以下の資料から、文字列「produce」を含む行をすべて書き写して報告せよ。

>>

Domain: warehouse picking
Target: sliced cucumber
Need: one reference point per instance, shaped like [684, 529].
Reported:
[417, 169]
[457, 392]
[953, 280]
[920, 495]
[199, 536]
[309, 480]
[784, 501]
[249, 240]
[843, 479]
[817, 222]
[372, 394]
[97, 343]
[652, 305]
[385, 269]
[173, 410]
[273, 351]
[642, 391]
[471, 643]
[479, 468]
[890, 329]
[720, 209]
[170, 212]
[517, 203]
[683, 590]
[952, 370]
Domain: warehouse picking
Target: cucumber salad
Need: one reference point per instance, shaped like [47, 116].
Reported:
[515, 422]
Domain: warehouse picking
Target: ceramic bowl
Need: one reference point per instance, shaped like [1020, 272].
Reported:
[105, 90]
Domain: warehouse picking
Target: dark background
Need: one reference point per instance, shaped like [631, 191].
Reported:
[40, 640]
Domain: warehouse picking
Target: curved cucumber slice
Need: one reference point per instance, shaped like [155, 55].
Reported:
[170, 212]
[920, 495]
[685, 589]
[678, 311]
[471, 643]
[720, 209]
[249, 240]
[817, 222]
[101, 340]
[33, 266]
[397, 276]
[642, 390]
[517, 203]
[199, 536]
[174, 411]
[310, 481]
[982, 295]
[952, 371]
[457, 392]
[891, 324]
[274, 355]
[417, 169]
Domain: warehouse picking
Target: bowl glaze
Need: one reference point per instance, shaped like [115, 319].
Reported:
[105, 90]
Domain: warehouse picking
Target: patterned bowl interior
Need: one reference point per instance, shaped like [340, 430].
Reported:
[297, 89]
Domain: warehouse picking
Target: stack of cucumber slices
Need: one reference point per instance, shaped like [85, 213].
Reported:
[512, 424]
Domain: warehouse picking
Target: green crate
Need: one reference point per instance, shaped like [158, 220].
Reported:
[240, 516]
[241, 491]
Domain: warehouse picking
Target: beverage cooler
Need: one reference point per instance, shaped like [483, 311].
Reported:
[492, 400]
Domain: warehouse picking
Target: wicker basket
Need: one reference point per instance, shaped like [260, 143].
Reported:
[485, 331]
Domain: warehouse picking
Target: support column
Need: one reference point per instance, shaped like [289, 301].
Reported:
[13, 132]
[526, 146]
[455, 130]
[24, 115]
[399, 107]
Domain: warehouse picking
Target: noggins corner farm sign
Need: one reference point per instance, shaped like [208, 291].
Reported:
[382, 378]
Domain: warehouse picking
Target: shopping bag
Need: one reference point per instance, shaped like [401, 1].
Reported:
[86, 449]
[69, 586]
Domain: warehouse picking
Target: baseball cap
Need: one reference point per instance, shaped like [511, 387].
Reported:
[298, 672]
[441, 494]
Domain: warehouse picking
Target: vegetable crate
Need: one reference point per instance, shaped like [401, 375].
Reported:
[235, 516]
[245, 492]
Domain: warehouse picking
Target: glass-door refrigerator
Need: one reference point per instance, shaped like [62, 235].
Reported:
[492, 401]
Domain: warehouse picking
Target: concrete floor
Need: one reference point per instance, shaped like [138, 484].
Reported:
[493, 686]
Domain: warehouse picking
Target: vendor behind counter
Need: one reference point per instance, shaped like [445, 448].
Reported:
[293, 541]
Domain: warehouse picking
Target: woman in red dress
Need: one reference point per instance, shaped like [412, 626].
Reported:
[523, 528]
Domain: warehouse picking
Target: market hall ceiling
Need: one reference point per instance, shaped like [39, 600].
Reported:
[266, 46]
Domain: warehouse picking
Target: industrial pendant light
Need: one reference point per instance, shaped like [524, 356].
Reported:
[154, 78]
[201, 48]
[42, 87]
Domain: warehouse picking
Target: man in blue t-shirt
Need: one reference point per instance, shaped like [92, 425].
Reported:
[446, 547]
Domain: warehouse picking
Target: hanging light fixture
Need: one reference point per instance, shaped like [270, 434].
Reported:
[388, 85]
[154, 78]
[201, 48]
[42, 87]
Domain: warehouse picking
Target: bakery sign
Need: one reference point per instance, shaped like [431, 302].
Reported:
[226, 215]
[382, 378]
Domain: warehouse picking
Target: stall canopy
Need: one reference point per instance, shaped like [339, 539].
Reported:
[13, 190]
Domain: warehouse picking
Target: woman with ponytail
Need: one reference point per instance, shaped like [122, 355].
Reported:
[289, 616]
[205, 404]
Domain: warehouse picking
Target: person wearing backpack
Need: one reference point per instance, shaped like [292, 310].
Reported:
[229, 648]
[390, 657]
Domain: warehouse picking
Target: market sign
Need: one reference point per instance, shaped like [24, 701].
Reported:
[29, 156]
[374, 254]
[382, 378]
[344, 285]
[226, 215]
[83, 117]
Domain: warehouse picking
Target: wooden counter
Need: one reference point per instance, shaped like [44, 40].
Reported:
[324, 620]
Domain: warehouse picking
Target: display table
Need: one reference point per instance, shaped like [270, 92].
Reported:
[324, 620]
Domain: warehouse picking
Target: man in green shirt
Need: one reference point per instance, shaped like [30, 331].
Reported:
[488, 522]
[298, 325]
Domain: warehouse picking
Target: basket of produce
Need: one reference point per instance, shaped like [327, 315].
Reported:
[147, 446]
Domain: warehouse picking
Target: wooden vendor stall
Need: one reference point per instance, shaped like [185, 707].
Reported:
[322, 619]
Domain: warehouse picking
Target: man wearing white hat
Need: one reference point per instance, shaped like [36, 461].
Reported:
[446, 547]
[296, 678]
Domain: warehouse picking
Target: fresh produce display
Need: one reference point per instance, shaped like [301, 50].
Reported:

<<

▶ **最終結果**
Target: basket of produce
Target: fresh produce display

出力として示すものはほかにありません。